Records for the task:
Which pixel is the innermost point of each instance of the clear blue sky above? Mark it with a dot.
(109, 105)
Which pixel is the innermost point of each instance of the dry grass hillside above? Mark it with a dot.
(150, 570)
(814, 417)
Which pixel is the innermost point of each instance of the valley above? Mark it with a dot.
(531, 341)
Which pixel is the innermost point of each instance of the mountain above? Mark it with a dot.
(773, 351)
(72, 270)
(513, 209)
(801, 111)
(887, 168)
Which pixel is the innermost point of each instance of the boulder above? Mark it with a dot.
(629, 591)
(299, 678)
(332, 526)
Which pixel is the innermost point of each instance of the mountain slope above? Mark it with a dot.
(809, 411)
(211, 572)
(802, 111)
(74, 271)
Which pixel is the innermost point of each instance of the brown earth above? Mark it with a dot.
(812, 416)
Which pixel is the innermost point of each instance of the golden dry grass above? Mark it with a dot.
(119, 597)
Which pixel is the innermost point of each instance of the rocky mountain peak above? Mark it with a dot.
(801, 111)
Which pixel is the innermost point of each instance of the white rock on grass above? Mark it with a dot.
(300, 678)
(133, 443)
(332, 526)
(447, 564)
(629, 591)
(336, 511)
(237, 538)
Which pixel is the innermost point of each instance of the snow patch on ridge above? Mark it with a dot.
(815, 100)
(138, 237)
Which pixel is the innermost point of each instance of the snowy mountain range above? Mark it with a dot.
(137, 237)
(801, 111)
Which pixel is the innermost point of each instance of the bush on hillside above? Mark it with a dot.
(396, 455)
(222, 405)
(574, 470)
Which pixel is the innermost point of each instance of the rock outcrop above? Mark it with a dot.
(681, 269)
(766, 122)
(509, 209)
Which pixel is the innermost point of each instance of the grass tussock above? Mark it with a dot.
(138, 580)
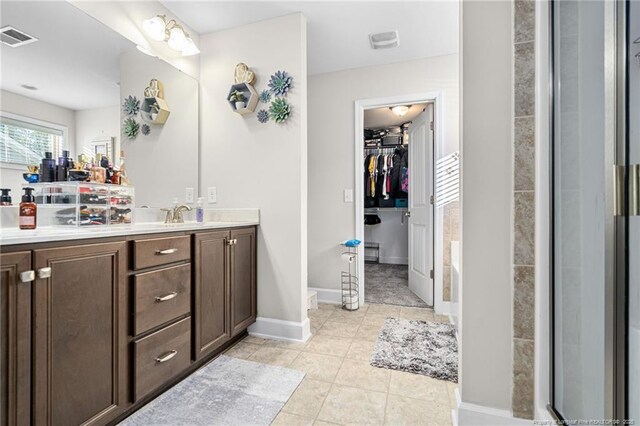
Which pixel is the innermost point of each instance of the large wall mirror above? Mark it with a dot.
(66, 90)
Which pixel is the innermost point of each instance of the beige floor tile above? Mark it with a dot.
(274, 356)
(308, 398)
(374, 320)
(317, 366)
(361, 350)
(347, 405)
(242, 350)
(329, 345)
(419, 386)
(408, 411)
(390, 310)
(287, 419)
(368, 332)
(360, 374)
(423, 314)
(338, 329)
(254, 340)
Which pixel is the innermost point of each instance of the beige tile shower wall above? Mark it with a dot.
(523, 208)
(451, 232)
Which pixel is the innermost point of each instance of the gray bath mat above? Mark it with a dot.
(420, 347)
(228, 391)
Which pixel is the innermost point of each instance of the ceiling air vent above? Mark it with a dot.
(14, 37)
(385, 40)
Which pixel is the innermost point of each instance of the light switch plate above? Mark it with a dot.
(188, 195)
(212, 194)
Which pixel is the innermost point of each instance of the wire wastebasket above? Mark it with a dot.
(349, 276)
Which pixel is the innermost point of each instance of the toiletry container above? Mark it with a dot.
(28, 210)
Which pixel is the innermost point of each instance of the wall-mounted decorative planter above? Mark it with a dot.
(250, 95)
(154, 110)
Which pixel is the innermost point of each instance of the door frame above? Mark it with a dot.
(436, 98)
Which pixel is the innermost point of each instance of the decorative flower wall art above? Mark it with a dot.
(279, 110)
(263, 116)
(280, 83)
(265, 96)
(131, 105)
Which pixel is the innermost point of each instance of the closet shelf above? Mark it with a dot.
(369, 210)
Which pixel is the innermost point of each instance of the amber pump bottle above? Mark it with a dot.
(28, 210)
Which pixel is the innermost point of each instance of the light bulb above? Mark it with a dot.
(177, 39)
(155, 28)
(400, 110)
(190, 48)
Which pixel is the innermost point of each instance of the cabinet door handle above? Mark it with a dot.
(166, 356)
(44, 272)
(167, 251)
(27, 276)
(166, 297)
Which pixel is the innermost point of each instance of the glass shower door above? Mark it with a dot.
(583, 229)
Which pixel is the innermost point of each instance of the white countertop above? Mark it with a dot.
(214, 219)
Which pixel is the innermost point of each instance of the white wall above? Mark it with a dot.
(392, 235)
(331, 145)
(261, 165)
(97, 123)
(126, 18)
(11, 177)
(486, 294)
(164, 163)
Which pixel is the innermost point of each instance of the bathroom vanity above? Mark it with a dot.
(95, 327)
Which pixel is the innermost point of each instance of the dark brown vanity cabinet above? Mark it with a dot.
(225, 286)
(79, 334)
(16, 276)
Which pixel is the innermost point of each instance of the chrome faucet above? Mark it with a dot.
(175, 215)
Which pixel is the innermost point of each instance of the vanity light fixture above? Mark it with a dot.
(173, 33)
(400, 110)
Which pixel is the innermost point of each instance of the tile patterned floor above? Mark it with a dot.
(340, 387)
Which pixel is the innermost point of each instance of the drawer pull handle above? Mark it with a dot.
(44, 273)
(166, 356)
(166, 297)
(167, 251)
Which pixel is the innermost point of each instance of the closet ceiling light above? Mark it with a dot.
(400, 110)
(176, 37)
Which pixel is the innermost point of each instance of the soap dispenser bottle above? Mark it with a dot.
(28, 210)
(5, 200)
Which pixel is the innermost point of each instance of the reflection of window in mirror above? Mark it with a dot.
(24, 140)
(101, 147)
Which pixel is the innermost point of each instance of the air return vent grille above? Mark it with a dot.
(386, 40)
(14, 37)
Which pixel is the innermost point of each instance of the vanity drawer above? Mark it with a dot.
(161, 296)
(160, 251)
(161, 356)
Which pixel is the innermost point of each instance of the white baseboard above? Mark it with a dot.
(328, 295)
(394, 260)
(270, 328)
(477, 415)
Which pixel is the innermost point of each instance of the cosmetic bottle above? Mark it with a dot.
(28, 210)
(48, 169)
(5, 199)
(199, 211)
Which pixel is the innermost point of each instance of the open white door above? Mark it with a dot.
(420, 207)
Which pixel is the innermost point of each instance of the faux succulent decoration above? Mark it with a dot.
(263, 116)
(131, 105)
(130, 128)
(280, 83)
(280, 110)
(265, 96)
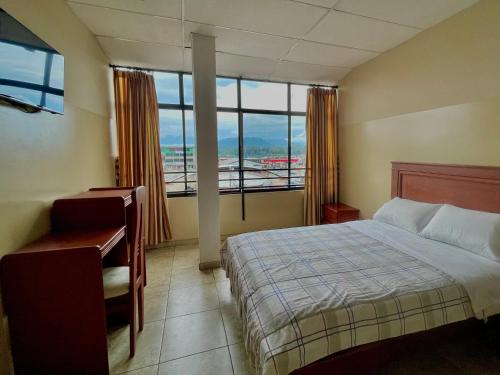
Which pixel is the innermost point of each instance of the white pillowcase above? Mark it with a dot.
(476, 231)
(407, 214)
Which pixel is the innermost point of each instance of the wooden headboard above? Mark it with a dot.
(467, 186)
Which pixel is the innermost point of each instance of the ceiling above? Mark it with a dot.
(311, 41)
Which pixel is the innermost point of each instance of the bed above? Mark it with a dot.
(310, 297)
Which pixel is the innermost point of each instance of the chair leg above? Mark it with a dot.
(140, 303)
(133, 330)
(143, 261)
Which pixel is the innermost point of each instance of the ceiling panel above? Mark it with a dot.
(167, 8)
(124, 52)
(360, 32)
(421, 13)
(314, 53)
(321, 3)
(308, 73)
(126, 25)
(242, 42)
(235, 65)
(278, 17)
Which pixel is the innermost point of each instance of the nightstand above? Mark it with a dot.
(339, 213)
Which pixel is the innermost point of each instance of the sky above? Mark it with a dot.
(255, 95)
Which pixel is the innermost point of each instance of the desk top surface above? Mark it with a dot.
(104, 239)
(126, 194)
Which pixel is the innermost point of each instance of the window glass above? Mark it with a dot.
(298, 142)
(298, 99)
(227, 92)
(265, 142)
(227, 139)
(264, 95)
(190, 144)
(188, 88)
(167, 87)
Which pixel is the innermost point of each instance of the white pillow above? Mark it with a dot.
(407, 214)
(476, 231)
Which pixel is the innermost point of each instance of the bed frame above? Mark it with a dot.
(467, 186)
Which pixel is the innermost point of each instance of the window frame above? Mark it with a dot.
(240, 111)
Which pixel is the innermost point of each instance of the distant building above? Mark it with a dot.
(256, 175)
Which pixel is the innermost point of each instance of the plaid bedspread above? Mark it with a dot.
(304, 293)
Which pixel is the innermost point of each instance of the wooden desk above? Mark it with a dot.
(53, 288)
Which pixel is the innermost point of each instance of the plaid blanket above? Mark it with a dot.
(304, 293)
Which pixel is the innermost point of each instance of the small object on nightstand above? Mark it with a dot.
(338, 213)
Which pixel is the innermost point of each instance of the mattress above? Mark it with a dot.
(305, 293)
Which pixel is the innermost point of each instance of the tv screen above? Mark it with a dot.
(31, 71)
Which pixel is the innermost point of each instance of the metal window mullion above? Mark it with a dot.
(181, 98)
(289, 105)
(240, 150)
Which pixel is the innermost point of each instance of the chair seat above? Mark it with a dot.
(116, 281)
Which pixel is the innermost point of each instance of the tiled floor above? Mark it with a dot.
(192, 328)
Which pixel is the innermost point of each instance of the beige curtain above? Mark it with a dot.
(320, 184)
(140, 161)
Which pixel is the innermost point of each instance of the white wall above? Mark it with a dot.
(435, 98)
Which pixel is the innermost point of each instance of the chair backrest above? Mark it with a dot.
(137, 232)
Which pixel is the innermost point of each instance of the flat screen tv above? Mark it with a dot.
(31, 71)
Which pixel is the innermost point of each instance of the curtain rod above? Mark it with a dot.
(173, 71)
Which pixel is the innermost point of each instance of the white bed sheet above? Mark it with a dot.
(478, 275)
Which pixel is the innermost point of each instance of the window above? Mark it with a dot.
(261, 142)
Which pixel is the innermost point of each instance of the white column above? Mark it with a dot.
(205, 117)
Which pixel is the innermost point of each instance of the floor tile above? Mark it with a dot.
(158, 279)
(220, 274)
(162, 252)
(213, 362)
(155, 307)
(187, 247)
(151, 370)
(422, 363)
(189, 277)
(232, 324)
(154, 265)
(191, 300)
(224, 293)
(240, 360)
(150, 291)
(148, 347)
(476, 355)
(190, 334)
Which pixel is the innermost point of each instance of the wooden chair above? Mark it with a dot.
(128, 281)
(143, 253)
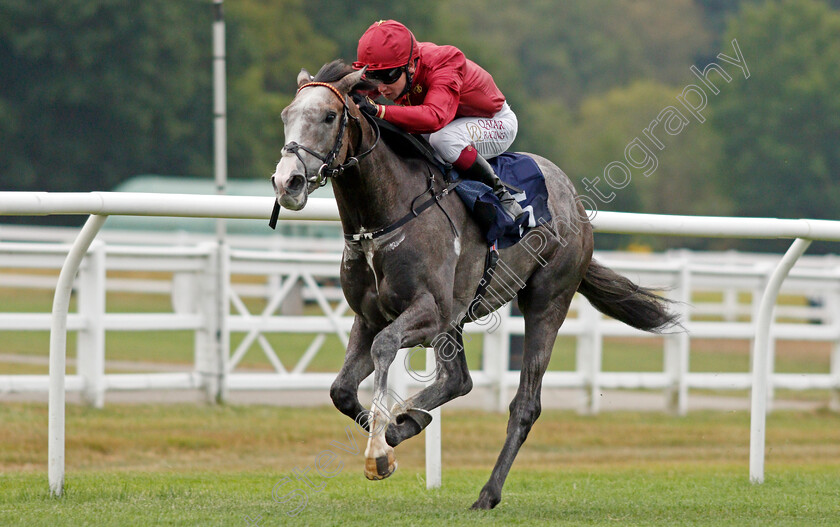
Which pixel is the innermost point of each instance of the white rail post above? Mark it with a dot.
(434, 475)
(758, 408)
(677, 346)
(58, 351)
(833, 311)
(211, 344)
(90, 340)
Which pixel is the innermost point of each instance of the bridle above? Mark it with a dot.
(326, 170)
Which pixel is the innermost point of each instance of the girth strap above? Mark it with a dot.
(405, 219)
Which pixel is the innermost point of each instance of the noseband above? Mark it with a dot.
(326, 170)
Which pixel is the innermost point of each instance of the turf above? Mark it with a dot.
(807, 496)
(217, 465)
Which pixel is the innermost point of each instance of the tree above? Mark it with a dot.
(781, 126)
(673, 176)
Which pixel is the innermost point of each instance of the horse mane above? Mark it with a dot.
(336, 70)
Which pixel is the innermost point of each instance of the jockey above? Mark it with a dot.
(445, 96)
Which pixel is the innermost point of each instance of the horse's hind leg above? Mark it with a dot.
(357, 366)
(452, 380)
(543, 316)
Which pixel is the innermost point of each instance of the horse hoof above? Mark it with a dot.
(407, 424)
(485, 502)
(380, 467)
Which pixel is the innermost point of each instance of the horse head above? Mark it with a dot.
(315, 129)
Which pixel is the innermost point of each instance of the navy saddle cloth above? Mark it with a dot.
(517, 170)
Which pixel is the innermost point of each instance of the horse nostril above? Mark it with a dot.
(296, 183)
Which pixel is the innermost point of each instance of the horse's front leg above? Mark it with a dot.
(357, 366)
(452, 380)
(416, 324)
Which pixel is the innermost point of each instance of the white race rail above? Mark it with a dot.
(100, 205)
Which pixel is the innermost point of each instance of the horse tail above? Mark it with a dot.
(620, 298)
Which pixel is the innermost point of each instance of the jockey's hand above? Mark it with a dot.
(366, 104)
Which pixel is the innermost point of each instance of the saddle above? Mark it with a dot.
(518, 171)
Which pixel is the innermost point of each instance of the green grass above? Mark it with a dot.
(807, 496)
(211, 465)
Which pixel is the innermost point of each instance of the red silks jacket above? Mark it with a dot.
(446, 86)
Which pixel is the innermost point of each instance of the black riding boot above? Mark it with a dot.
(481, 171)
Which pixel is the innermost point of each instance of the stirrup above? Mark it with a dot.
(511, 207)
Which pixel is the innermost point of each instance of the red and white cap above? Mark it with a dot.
(386, 44)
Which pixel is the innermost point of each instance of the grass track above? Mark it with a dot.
(206, 465)
(661, 496)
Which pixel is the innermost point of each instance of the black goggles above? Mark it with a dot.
(389, 76)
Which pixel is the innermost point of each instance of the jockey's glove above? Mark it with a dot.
(367, 105)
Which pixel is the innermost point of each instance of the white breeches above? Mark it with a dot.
(490, 136)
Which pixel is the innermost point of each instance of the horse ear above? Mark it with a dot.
(304, 77)
(346, 84)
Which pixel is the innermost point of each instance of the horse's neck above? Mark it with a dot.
(379, 192)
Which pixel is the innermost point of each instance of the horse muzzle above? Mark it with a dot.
(290, 190)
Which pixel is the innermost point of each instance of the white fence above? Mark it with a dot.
(278, 276)
(100, 205)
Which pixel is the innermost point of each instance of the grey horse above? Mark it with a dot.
(411, 277)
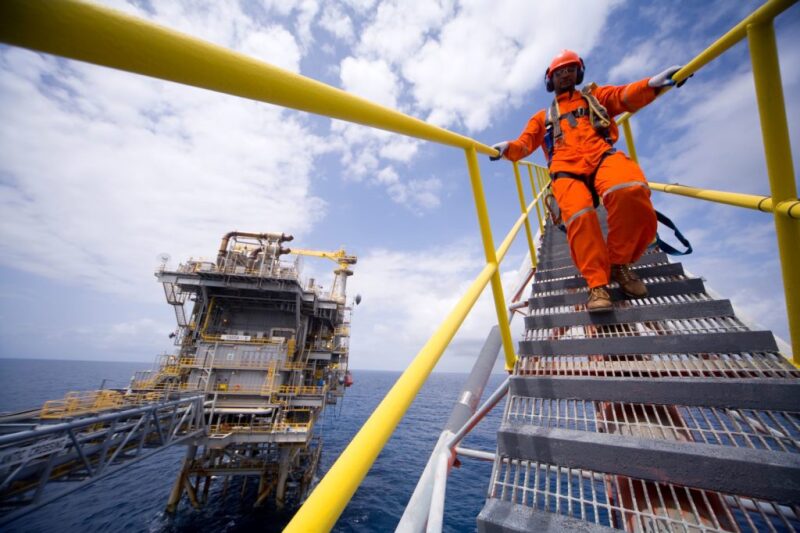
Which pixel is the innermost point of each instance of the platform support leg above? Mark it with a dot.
(183, 476)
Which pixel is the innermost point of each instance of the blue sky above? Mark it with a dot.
(100, 171)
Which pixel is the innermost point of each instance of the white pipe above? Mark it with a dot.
(436, 513)
(475, 454)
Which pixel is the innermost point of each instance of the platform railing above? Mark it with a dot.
(103, 36)
(758, 29)
(106, 37)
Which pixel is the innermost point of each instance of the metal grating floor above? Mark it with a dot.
(643, 505)
(601, 496)
(731, 365)
(746, 428)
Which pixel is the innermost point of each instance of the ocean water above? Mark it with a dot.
(134, 498)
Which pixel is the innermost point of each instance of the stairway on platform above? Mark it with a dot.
(666, 414)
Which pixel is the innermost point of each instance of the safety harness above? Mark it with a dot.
(606, 128)
(602, 124)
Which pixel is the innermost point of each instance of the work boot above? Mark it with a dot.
(599, 300)
(628, 281)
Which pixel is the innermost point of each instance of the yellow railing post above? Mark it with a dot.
(524, 208)
(778, 152)
(536, 195)
(626, 127)
(491, 258)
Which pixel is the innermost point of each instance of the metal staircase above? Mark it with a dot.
(667, 414)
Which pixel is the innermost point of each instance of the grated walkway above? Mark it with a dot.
(666, 414)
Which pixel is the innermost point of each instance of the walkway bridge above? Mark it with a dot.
(668, 413)
(46, 454)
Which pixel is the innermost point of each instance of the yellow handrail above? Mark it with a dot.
(783, 204)
(326, 503)
(789, 208)
(764, 14)
(104, 36)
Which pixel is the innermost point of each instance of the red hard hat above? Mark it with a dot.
(566, 57)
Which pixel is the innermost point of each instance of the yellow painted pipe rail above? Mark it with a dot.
(765, 13)
(103, 36)
(759, 31)
(329, 498)
(789, 208)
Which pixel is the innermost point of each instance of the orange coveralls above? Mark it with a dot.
(620, 182)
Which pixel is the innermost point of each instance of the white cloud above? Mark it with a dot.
(465, 64)
(399, 28)
(101, 170)
(274, 45)
(337, 23)
(636, 65)
(360, 6)
(373, 80)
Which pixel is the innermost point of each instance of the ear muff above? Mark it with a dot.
(581, 70)
(548, 79)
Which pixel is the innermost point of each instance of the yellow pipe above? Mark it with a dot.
(521, 194)
(506, 244)
(626, 127)
(789, 209)
(326, 503)
(778, 152)
(103, 36)
(763, 14)
(491, 257)
(329, 498)
(536, 196)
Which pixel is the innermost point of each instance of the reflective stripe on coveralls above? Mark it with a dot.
(576, 215)
(624, 186)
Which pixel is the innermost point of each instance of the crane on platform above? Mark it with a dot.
(342, 272)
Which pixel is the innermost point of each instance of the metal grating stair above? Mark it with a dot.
(666, 414)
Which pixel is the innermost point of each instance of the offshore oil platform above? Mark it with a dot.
(260, 355)
(668, 413)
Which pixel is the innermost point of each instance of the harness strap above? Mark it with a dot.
(578, 214)
(586, 179)
(678, 235)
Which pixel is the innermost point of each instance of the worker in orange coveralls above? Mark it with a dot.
(577, 135)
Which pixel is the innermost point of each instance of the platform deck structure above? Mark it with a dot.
(668, 413)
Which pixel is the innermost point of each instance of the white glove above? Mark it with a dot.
(664, 79)
(500, 147)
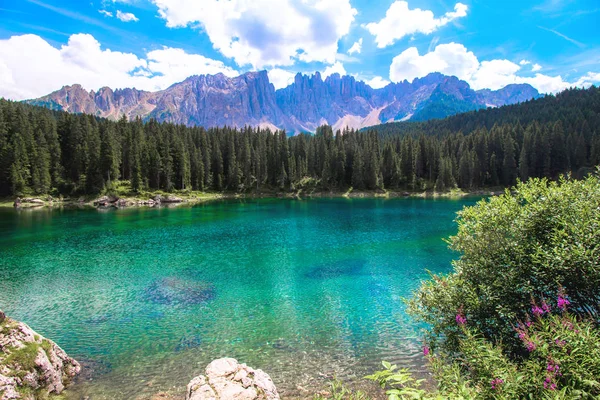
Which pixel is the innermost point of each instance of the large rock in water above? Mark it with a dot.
(226, 379)
(31, 366)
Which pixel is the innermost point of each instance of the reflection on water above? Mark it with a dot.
(305, 290)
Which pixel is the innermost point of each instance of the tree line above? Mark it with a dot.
(54, 152)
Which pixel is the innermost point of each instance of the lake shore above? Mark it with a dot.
(146, 199)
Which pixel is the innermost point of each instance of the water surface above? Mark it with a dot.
(305, 289)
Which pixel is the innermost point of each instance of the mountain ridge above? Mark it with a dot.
(308, 102)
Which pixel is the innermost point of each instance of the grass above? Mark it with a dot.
(24, 357)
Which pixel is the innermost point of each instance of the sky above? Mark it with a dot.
(152, 44)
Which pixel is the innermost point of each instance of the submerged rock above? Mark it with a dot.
(179, 291)
(31, 366)
(105, 201)
(351, 267)
(172, 199)
(226, 379)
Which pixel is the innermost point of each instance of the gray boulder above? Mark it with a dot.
(31, 363)
(226, 379)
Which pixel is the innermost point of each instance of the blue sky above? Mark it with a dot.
(151, 44)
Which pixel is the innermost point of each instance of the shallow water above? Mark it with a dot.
(305, 289)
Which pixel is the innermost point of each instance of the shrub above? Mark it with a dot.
(543, 236)
(563, 362)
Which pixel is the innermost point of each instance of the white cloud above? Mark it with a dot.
(455, 59)
(449, 59)
(30, 67)
(266, 32)
(126, 17)
(400, 21)
(356, 47)
(338, 67)
(494, 74)
(281, 78)
(377, 82)
(589, 79)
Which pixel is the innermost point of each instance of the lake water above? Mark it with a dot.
(304, 289)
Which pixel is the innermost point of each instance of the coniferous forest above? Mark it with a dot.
(52, 152)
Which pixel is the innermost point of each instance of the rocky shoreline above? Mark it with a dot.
(33, 367)
(159, 200)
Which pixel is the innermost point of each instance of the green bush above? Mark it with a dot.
(563, 362)
(515, 247)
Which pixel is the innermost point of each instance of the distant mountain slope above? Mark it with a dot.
(574, 104)
(309, 102)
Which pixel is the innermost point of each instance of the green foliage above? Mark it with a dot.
(43, 151)
(543, 236)
(23, 357)
(563, 362)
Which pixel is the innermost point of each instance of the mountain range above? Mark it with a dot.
(309, 102)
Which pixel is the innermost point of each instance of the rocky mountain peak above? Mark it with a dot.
(310, 101)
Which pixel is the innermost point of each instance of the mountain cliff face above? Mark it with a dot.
(310, 101)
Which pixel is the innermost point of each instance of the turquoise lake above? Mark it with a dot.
(304, 289)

Exercise aim: Take the lines from the one containing "shrub above? Mark it with a dot." to the last line of the material above and write them out exactly.

Exercise solution:
Which pixel is the innermost point of each instance of the shrub above? Mark it with a dot.
(543, 236)
(563, 362)
Which pixel is the innermost point of each instance of the white cloud above? Mark it with a dot.
(455, 59)
(449, 59)
(30, 67)
(266, 32)
(126, 17)
(400, 21)
(356, 47)
(338, 67)
(494, 74)
(281, 78)
(377, 82)
(589, 79)
Which pixel is the innermost point of each instance of the lake water above? Mark it with a dot.
(304, 289)
Which pixel is the innermost point of each instance of the coniferous forest above? Mark it with a dot.
(52, 152)
Which pixel is the innermost point of each instance of the rocky shoreline above? Mark it with a dot.
(33, 367)
(159, 200)
Which pixel is the innermost point of each instance of the green bush above? Mark it with a dot.
(563, 362)
(515, 247)
Which pixel is the innermost point of each instance of the distant mountain slope above? Mark it with a dot.
(574, 104)
(309, 102)
Which pixel is the innermost point of each instance of the green foliage above? Mark it with a dot.
(43, 151)
(543, 236)
(23, 357)
(563, 362)
Which pixel is the innermost point of each instance of the mountain range above? Mark it with a dot.
(309, 102)
Which pixel is the innermost point of each instance of the rocky mountain peak above? Mark it with a dot.
(310, 101)
Which pixel is the innermost point of each instance of the mountain cliff face above? Mark it with a dot.
(310, 101)
Which pixel is the innermost point of each instance of the turquoise lake above? Mark it with a dot.
(304, 289)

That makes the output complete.